Document excerpt:
The Ultimate Makeover Chocolate Mousse


This sophisticated dessert is great for a dinner party, or for a lighter family pud use ordinary dark chocolate with less cocoa solids

  • Cooking Time Prep 20 mins
  • Skill Level Easy
  • Servings Serves 4
Nutrition per serving
  • Kcalories

    167

  • Protein

    4g

  • Carbs

    15g

  • Fat

    10g

  • Saturates

    5g

  • Fibre

    2g

  • Sugar

    11g

  • Salt

    0.12g

Ingredients
  • 85g dark chocolate, 70% (I used Green & Black's)
  • 1 tbsp cocoa powder, plus extra for dusting
  • ½ tsp coffee granules
  • ½ tsp vanilla extract
  • 2 egg whites
  • 1 tbsp golden caster sugar
  • 50g full-fat Greek yogurt
  • handful raspberries, to decorate
Directions
  1. Chop the chocolate very finely and put it into a large bowl that will fit over a pan of simmering water. Mix the cocoa, coffee and vanilla with 2 tbsp cold water, and pour over the chocolate. Place the bowl over the gently simmering water, give it all a stir, then remove from the heat. Leave with the bowl of chocolate still over the water, stirring occasionally to check when melted.
  2. Stir the melted chocolate, it will be quite thick. Stir in 2 tbsp boiling water and the chocolate will immediately thin down and become silky smooth. Leave to cool slightly.
  3. Whisk the egg whites to fairly soft peaks, then whisk in the sugar until thick and glossy. Beat the yogurt into the cooled chocolate. Fold about one-third of the egg whites into the chocolate mix using a large metal spoon, then very gently fold in the rest of the whites until they are evenly mixed in-being careful not to over-mix or you will lose the volume of the mousse. Spoon into 4 small cups or (125-150ml) ramekins and chill for a couple of hours, or overnight.

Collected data
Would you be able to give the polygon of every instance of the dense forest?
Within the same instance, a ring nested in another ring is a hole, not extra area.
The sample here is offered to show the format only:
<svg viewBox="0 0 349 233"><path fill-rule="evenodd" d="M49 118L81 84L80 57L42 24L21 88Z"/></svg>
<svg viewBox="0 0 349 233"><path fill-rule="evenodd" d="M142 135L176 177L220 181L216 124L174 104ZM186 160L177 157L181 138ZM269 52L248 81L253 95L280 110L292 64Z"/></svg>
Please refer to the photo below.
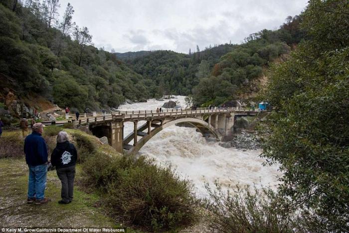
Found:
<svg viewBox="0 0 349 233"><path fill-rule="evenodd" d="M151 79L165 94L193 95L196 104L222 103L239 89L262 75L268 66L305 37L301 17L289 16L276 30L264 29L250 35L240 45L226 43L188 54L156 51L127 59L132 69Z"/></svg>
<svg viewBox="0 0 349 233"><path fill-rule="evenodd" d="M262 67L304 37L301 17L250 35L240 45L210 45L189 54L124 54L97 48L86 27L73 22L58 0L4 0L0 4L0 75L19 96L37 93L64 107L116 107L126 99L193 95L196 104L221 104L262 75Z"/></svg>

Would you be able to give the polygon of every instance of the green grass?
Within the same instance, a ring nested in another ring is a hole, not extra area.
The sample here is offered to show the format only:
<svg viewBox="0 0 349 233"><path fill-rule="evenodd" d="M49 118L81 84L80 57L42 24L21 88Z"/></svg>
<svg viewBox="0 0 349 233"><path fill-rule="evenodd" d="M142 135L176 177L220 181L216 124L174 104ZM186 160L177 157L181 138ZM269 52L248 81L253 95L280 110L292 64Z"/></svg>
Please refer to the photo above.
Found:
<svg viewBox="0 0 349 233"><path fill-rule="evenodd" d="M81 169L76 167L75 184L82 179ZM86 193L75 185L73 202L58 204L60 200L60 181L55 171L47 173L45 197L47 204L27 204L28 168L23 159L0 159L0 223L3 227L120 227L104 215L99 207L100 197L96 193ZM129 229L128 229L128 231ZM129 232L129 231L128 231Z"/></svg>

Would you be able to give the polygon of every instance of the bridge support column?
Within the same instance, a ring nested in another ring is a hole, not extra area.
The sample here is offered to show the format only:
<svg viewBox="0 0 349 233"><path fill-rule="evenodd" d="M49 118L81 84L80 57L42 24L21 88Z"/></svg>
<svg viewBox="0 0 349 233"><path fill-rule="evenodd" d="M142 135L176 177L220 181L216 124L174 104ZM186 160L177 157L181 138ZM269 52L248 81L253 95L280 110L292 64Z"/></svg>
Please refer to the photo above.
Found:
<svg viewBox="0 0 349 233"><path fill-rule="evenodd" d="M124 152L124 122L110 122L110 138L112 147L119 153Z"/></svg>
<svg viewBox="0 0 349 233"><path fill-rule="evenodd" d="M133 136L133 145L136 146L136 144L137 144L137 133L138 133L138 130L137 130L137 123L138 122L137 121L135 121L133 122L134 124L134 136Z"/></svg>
...
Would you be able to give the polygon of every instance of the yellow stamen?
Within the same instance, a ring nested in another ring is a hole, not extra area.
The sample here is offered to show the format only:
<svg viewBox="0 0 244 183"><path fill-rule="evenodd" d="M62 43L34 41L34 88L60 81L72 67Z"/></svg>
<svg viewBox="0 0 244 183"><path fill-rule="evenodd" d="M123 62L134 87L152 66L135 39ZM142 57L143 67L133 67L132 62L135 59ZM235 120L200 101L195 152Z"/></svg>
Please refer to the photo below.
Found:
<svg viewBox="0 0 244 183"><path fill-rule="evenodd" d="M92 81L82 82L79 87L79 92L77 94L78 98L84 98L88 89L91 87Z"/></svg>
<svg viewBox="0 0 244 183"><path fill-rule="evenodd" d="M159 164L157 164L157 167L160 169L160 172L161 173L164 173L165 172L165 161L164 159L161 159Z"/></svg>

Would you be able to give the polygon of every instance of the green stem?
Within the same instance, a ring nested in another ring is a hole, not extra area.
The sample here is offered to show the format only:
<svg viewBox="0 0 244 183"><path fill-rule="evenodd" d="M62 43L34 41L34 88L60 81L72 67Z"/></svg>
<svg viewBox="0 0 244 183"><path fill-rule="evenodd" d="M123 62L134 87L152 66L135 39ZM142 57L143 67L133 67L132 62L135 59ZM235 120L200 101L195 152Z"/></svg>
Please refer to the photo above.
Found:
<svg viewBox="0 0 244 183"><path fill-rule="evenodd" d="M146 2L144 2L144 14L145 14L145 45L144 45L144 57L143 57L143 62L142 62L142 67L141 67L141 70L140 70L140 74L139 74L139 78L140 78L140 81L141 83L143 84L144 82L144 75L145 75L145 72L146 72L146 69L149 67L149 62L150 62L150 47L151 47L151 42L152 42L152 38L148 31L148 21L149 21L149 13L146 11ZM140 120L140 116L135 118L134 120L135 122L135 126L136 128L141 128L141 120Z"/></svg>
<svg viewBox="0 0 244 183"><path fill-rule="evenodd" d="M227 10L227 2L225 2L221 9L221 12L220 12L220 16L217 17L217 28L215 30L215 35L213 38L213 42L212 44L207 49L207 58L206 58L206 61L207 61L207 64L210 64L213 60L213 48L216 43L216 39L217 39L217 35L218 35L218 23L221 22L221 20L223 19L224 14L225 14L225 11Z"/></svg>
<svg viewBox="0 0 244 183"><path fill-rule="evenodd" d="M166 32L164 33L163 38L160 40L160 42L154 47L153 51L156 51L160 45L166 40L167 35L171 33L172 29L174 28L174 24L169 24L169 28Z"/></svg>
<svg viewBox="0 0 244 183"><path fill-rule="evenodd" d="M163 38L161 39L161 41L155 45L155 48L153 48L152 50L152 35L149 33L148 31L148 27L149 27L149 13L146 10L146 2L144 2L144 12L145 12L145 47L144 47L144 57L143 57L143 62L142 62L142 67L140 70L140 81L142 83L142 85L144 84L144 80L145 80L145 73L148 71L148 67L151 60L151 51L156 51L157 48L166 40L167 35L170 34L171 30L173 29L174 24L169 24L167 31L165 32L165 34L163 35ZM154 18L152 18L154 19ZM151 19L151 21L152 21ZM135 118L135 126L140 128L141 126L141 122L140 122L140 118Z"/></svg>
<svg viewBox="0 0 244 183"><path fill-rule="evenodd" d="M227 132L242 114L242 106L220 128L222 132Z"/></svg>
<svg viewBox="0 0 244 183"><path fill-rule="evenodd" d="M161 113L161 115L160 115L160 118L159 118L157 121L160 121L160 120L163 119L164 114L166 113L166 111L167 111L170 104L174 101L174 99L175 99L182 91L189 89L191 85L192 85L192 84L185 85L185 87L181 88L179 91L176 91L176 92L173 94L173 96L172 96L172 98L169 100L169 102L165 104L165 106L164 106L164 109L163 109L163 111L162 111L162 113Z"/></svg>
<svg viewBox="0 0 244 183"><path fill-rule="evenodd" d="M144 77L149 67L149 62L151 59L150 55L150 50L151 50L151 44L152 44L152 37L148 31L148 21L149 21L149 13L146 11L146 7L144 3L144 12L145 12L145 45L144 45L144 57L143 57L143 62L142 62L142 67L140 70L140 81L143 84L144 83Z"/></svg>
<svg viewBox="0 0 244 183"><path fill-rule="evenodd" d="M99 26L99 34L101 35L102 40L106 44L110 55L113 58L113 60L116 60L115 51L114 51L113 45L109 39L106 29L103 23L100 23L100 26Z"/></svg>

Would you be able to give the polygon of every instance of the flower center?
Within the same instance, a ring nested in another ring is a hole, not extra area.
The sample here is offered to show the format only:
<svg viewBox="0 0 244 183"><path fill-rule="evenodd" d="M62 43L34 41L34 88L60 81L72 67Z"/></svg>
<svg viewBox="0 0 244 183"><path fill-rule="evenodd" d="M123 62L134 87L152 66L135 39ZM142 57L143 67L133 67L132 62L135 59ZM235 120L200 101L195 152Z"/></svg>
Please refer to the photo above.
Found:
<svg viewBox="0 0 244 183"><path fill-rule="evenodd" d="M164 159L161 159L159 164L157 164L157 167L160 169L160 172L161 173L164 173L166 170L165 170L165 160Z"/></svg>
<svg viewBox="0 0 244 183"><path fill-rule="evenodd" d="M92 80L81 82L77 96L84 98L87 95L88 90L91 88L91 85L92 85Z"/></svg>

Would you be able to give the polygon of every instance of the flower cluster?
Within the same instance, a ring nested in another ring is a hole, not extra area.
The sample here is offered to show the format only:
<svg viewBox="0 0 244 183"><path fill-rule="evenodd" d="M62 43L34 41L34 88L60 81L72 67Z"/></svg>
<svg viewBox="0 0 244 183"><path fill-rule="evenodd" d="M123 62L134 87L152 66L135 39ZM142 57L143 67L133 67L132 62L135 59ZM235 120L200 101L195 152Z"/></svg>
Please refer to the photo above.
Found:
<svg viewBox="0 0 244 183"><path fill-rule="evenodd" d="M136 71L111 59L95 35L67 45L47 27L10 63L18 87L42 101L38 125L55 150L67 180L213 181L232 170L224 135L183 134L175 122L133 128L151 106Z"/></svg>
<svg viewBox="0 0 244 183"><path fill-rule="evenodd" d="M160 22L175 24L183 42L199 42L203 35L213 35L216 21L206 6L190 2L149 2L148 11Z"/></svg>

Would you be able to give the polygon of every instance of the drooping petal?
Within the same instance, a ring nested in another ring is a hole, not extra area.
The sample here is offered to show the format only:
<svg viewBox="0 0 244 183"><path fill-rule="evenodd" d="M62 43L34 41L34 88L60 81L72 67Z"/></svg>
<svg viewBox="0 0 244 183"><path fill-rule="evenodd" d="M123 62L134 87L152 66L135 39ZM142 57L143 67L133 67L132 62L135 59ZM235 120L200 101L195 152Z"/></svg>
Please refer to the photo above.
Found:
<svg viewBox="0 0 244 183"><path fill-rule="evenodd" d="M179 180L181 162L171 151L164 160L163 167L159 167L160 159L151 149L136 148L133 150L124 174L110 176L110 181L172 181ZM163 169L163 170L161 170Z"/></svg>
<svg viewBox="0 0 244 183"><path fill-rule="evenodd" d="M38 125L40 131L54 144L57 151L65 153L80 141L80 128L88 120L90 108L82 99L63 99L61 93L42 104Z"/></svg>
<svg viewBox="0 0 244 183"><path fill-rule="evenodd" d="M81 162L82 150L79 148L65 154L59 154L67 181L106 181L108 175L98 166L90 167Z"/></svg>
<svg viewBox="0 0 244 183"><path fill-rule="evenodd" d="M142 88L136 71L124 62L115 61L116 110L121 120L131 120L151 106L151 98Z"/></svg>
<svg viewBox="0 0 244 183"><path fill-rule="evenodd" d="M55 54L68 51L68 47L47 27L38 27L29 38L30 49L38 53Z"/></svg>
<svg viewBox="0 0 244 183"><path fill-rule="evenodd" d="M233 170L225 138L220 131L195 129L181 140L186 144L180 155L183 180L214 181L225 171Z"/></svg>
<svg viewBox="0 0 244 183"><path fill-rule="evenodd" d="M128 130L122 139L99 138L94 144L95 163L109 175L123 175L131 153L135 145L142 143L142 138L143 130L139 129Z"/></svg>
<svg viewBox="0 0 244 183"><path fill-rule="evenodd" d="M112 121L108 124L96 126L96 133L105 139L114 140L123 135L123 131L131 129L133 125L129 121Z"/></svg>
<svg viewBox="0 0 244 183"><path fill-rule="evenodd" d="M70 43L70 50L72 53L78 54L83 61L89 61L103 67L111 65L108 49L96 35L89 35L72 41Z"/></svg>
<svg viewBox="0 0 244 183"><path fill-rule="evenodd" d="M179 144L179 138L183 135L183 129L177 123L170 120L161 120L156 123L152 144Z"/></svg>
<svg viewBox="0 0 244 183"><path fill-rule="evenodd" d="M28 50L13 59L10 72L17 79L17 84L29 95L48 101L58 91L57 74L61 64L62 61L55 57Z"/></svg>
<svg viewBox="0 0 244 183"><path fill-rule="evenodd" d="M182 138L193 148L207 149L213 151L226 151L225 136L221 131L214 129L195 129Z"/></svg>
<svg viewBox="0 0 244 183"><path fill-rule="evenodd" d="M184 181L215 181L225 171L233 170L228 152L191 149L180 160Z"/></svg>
...
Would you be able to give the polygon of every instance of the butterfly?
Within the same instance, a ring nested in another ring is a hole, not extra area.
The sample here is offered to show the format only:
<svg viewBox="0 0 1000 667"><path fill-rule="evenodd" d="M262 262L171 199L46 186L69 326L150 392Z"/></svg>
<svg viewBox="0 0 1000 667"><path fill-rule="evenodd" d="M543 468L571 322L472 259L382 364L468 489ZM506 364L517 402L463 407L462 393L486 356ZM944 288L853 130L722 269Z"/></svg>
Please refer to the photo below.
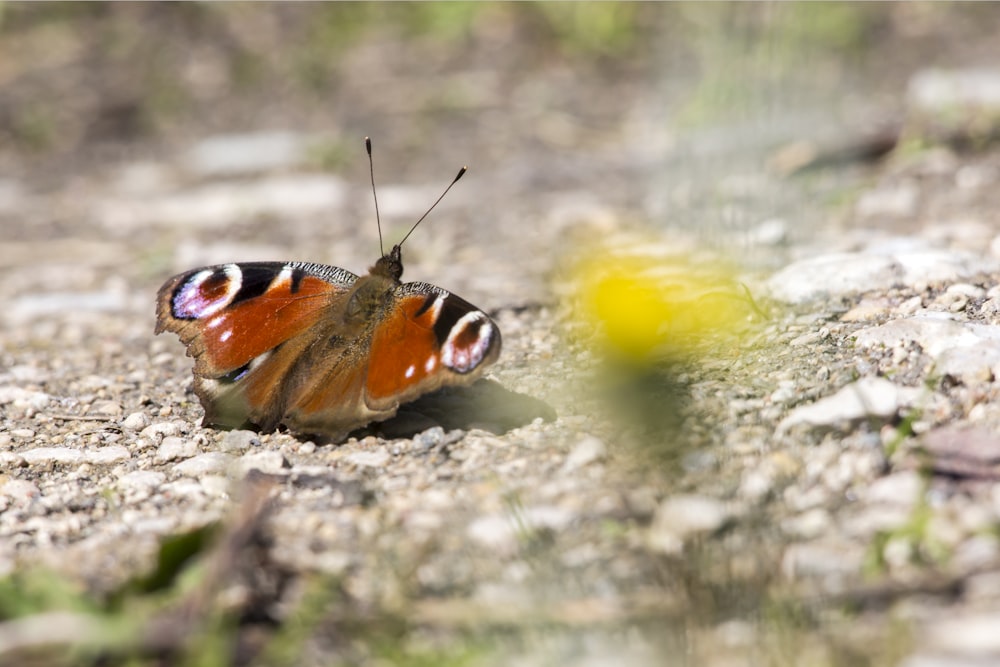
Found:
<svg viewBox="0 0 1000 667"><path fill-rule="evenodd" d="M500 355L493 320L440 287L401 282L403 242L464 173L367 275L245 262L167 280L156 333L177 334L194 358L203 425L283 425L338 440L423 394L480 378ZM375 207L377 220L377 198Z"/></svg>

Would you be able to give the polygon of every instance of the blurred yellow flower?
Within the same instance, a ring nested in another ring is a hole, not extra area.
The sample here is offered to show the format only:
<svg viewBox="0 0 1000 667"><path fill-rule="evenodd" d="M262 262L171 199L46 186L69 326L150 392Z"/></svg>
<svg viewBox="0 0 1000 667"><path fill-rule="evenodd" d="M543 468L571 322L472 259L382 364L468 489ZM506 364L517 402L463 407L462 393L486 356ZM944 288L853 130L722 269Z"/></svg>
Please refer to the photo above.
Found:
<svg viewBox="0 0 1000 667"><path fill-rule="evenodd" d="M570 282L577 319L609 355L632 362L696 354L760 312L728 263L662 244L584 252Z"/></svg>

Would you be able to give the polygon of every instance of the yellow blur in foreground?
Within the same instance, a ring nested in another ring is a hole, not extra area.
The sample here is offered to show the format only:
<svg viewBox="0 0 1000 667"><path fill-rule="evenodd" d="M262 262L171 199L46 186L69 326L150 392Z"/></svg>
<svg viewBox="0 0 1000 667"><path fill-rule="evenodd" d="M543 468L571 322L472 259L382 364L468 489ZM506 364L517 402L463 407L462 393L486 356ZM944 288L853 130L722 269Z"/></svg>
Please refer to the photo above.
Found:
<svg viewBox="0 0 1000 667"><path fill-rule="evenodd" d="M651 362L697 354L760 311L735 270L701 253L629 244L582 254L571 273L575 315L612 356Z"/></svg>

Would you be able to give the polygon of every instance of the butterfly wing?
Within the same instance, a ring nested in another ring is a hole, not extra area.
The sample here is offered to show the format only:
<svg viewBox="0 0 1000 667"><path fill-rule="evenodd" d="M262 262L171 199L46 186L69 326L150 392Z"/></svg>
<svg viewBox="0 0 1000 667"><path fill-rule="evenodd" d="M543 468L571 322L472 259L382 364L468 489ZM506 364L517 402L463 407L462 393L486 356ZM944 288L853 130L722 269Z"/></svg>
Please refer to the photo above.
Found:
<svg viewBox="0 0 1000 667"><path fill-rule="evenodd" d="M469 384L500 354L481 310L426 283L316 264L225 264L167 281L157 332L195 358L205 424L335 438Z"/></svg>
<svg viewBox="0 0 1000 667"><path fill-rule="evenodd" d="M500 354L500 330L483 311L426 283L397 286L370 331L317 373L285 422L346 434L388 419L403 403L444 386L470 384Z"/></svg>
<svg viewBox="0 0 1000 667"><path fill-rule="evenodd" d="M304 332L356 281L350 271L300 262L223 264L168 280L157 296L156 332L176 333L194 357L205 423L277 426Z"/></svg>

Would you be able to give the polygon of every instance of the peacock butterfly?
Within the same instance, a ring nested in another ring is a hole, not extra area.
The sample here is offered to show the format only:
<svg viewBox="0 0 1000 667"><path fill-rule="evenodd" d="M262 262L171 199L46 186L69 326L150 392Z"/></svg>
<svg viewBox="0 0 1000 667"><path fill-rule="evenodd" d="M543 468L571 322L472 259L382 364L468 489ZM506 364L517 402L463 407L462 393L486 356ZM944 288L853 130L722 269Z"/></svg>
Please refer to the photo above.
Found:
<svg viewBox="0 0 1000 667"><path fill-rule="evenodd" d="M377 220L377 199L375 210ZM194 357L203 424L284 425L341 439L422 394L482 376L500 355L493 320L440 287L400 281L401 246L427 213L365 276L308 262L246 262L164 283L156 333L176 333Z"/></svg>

Using the information:
• a. Print the part of the chocolate mousse recipe from "2. Stir the" to "hours, or overnight.".
• b. Proceed with the chocolate mousse recipe from where it stops.
The records have nothing to do with the chocolate mousse recipe.

Responses to the tasks:
• a.
2. Stir the melted chocolate, it will be quite thick. Stir in 2 tbsp boiling water and the chocolate will immediately thin down and become silky smooth. Leave to cool slightly.
  3. Whisk the egg whites to fairly soft peaks, then whisk in the sugar until thick and glossy. Beat the yogurt into the cooled chocolate. Fold about one-third of the egg whites into the chocolate mix using a large metal spoon, then very gently fold in the rest of the whites until they are evenly mixed in-being careful not to over-mix or you will lose the volume of the mousse. Spoon into 4 small cups or (125-150ml) ramekins and chill for a couple of hours, or overnight.

• b.
  4. Place each mousse on a saucer or small plate. Top with a few raspberries, then dust with a little cocoa powder. Will keep for up to 2 days in the fridge.

7/04/2014

Effortless Raspberry Iced Mousse


Use raspberries straight from the freezer for a mousse that will unfreeze your tastebuds

  • Cooking Time Prep 5 mins
  • Skill Level Easy
  • Servings Serves 4
Nutrition per serving
  • Kcalories

    158

  • Protein

    19g

  • Carbs

    21g

  • Fat

    0g

  • Saturates

    0g

  • Fibre

    2g

  • Sugar

    13g

  • Salt

    0.17g

Ingredients
  • 2 x 250g tubs Quark (low-fat cream cheese)
  • 50g icing sugar
  • squeeze or two of lemon juice
  • 250g pack of frozen raspberries
Directions
  1. Tip the quark and sugar into a large bowl, squeeze in a few drops of lemon juice and beat with a wooden spoon until smooth and creamy (you can do this an hour or two ahead).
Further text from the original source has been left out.